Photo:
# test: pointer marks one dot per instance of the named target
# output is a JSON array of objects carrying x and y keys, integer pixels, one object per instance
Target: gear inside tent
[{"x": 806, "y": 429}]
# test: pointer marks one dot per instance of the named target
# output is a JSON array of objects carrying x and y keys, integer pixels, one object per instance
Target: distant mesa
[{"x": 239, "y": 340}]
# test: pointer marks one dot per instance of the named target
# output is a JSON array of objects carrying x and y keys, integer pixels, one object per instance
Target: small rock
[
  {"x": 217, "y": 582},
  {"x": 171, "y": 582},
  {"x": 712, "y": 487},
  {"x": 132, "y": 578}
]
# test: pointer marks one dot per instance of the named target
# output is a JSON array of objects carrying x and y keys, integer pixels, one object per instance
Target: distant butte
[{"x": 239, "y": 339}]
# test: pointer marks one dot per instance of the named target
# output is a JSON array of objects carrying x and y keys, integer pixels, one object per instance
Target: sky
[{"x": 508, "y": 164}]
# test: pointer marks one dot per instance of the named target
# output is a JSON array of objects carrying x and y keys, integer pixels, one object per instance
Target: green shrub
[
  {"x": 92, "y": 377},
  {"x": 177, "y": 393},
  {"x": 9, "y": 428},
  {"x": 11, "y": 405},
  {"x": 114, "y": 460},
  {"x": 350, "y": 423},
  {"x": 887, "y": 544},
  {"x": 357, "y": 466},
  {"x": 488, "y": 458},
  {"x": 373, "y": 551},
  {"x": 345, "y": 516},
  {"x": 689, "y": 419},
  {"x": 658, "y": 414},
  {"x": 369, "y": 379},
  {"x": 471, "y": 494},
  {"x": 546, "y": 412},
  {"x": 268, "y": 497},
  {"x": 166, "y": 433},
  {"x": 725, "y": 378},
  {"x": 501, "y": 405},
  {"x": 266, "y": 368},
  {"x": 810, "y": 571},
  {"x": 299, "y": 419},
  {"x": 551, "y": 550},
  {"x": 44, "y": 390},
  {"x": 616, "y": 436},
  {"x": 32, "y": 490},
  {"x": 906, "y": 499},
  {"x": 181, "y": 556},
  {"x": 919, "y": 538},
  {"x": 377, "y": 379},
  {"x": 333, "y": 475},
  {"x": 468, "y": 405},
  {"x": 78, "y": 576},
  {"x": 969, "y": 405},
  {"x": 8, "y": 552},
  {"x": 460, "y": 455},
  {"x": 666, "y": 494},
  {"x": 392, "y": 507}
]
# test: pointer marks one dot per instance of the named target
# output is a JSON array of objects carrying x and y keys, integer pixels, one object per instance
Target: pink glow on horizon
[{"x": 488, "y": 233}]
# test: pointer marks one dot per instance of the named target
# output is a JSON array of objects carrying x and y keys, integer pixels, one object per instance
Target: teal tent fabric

• • • •

### TASK GOAL
Return all of the entries exactly as written.

### EXPECTED ANSWER
Photo:
# test: pointer marks one dot per instance of the named target
# output is a JSON array of objects carrying x and y keys, integer pixels, one object per instance
Target: gear inside tent
[{"x": 806, "y": 429}]
# test: pointer marks one dot per instance of the named target
# output is a JSON array of objects carrying x and y keys, integer pixels, one object per instance
Target: distant mesa
[{"x": 239, "y": 340}]
# test: pointer marks one dot per instance of the named target
# output is a JSON array of objects carrying x and y keys, integer pixels, one object per instance
Target: small rock
[
  {"x": 217, "y": 582},
  {"x": 171, "y": 582},
  {"x": 712, "y": 487},
  {"x": 132, "y": 578}
]
# test: pointer marks one dot per instance of the named target
# output is a JSON array of objects carrying x and y keys, integer pixels, one object per instance
Target: distant butte
[{"x": 239, "y": 339}]
# test: pointer marks one dot per instance of the named target
# output is a JSON array of objects carrying x and y keys, integer pixels, one object per instance
Target: sky
[{"x": 508, "y": 164}]
# test: pointer marks one dot per instance of the named target
# output is a JSON array of objects carrying x and y keys, integer pixels, one object per instance
Target: green shrub
[
  {"x": 92, "y": 377},
  {"x": 177, "y": 393},
  {"x": 9, "y": 428},
  {"x": 11, "y": 405},
  {"x": 114, "y": 460},
  {"x": 350, "y": 423},
  {"x": 887, "y": 544},
  {"x": 357, "y": 466},
  {"x": 488, "y": 458},
  {"x": 373, "y": 551},
  {"x": 345, "y": 516},
  {"x": 689, "y": 419},
  {"x": 658, "y": 414},
  {"x": 369, "y": 379},
  {"x": 471, "y": 494},
  {"x": 546, "y": 412},
  {"x": 268, "y": 497},
  {"x": 166, "y": 433},
  {"x": 725, "y": 378},
  {"x": 501, "y": 405},
  {"x": 266, "y": 368},
  {"x": 810, "y": 571},
  {"x": 299, "y": 419},
  {"x": 551, "y": 550},
  {"x": 44, "y": 390},
  {"x": 616, "y": 436},
  {"x": 32, "y": 490},
  {"x": 906, "y": 499},
  {"x": 181, "y": 556},
  {"x": 919, "y": 538},
  {"x": 377, "y": 379},
  {"x": 333, "y": 475},
  {"x": 468, "y": 405},
  {"x": 78, "y": 576},
  {"x": 969, "y": 405},
  {"x": 8, "y": 552},
  {"x": 460, "y": 455},
  {"x": 666, "y": 494},
  {"x": 392, "y": 507}
]
# test: pointer marks one dot per instance of the named target
# output is a JSON array of objects carrying x and y keys, integer pixels, one object per instance
Target: pink glow on horizon
[{"x": 488, "y": 233}]
# test: pointer marks one dot per instance of the named target
# output is a JSON array of objects carrying x and y keys, integer pixels, one object per instance
Target: teal tent fabric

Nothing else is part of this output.